=== What the task asks ===
Please reproduce the entire listing below, line for line, with no changes.

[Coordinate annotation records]
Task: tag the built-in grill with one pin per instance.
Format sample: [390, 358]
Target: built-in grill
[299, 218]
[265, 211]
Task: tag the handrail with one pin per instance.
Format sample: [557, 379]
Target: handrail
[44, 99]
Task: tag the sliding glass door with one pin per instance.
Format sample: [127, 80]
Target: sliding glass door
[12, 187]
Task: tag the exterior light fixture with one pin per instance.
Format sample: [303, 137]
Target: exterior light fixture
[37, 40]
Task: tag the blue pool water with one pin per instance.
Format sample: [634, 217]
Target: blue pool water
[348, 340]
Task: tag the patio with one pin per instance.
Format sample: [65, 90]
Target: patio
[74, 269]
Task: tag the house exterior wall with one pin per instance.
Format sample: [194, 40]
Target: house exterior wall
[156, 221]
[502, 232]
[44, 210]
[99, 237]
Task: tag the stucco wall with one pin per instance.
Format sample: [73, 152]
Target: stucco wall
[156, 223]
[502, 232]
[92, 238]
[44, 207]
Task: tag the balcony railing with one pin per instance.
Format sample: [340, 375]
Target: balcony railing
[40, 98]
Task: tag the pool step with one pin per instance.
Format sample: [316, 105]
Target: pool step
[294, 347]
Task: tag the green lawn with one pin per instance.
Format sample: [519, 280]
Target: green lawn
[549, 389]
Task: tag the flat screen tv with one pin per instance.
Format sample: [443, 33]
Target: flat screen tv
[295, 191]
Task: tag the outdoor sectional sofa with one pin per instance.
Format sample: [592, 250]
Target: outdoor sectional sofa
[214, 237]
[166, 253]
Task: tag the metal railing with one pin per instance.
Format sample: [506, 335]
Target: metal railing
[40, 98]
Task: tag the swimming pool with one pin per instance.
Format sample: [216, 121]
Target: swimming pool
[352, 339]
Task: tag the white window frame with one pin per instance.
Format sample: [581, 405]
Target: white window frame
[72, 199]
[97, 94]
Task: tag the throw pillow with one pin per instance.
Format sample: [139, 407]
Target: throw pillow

=== Expected answer ===
Task: tag the built-in grill with one pin per instance.
Format sample: [390, 358]
Target: built-in grill
[299, 218]
[265, 211]
Task: tag the handrail with one pin per instance.
Format sample: [557, 379]
Target: handrail
[44, 99]
Task: tag the sliding glass door with one pin per instance.
Format sample: [127, 80]
Target: sliding glass door
[12, 187]
Task: tag the exterior light fixture with one pin per instance.
Format sample: [303, 137]
Target: exterior light fixture
[37, 40]
Task: tag the blue pool water with one pin per instance.
Format sample: [634, 217]
Target: blue pool water
[348, 340]
Task: tag the patio with one pin per instance.
Format sample: [65, 90]
Target: patio
[74, 269]
Task: tag the house exterior wall with one pin per instance.
Format sample: [194, 40]
Target: house exterior wall
[156, 221]
[502, 232]
[44, 210]
[99, 237]
Task: tag the stucco wall with one pin per instance.
Format sample: [73, 152]
Target: stucco wall
[156, 223]
[502, 232]
[92, 238]
[44, 207]
Task: tag the balcony railing with one pin per instance.
Format sample: [340, 375]
Target: balcony railing
[40, 98]
Task: tag the pool step with one pin per instance.
Format sample: [316, 105]
Target: pool step
[294, 347]
Task: tag the green lawn with one pin per instance.
Format sample: [519, 280]
Target: green lawn
[549, 389]
Task: tag the flat screen tv with one pin per instance.
Format sample: [443, 33]
Target: flat screen tv
[295, 191]
Task: tag the outdoor sectional sofa with one pin per instance.
Format sample: [592, 250]
Target: outdoor sectional sofa
[214, 237]
[166, 253]
Task: tag the metal railing with one pin per instance.
Format sample: [506, 335]
Target: metal railing
[40, 98]
Task: tag the swimming pool with one pin per instance.
Format sample: [216, 121]
Target: swimming pool
[352, 339]
Task: tag the white window frame with one pin per instance.
Format sample: [581, 405]
Target: white window frame
[72, 199]
[97, 94]
Task: tag the throw pillow with one pin per instance.
Format sample: [139, 407]
Target: throw pillow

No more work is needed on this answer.